Start of Block

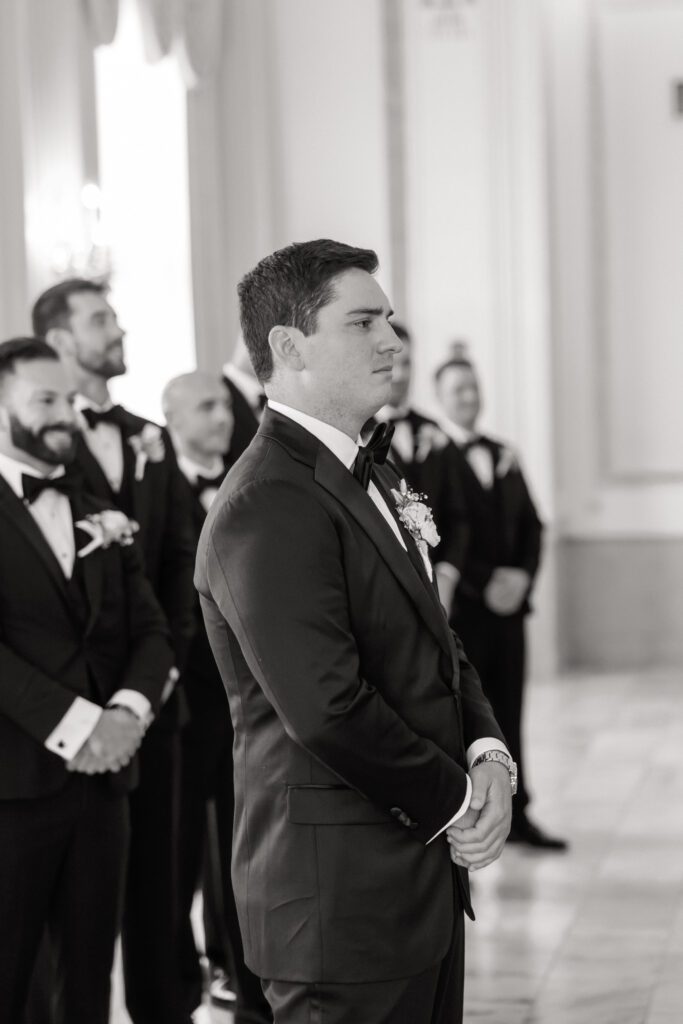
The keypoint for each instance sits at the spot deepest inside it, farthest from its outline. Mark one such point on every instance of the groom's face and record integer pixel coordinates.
(349, 357)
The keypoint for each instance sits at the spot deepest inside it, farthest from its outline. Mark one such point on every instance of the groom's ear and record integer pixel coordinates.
(284, 345)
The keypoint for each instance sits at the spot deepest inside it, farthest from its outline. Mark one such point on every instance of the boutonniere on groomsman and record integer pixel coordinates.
(84, 655)
(503, 555)
(129, 463)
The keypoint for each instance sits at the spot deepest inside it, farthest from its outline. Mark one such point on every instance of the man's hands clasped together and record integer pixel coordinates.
(478, 837)
(112, 744)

End of Block

▸ **Task objective**:
Would you restate the listing word for word and leave every picture out?

▸ **Response area**:
The keypoint for each instance sits at the spot deepest inside it, farthest from its outline. Mark one such point on every instance of the groom's face and record integer pixel coordinates.
(349, 357)
The keypoint for each instance sits at the spot deepest inside it, farthest from its outline. Mark one such point on every instance of the groom's ear and record integer pixel coordinates.
(284, 345)
The keypoint for each instance sits at the spot deepest inside it, farthest from its outline. Mark one such point on every instance of the boutonniere on groomsman and record integer pixel coordinates.
(84, 655)
(503, 555)
(129, 463)
The keypoint for each instance sits at the spot deepest inside it, farthest from its outline. Mark one such point on every instance of the man's hands clasped together and record integer pixel coordinates.
(478, 837)
(112, 744)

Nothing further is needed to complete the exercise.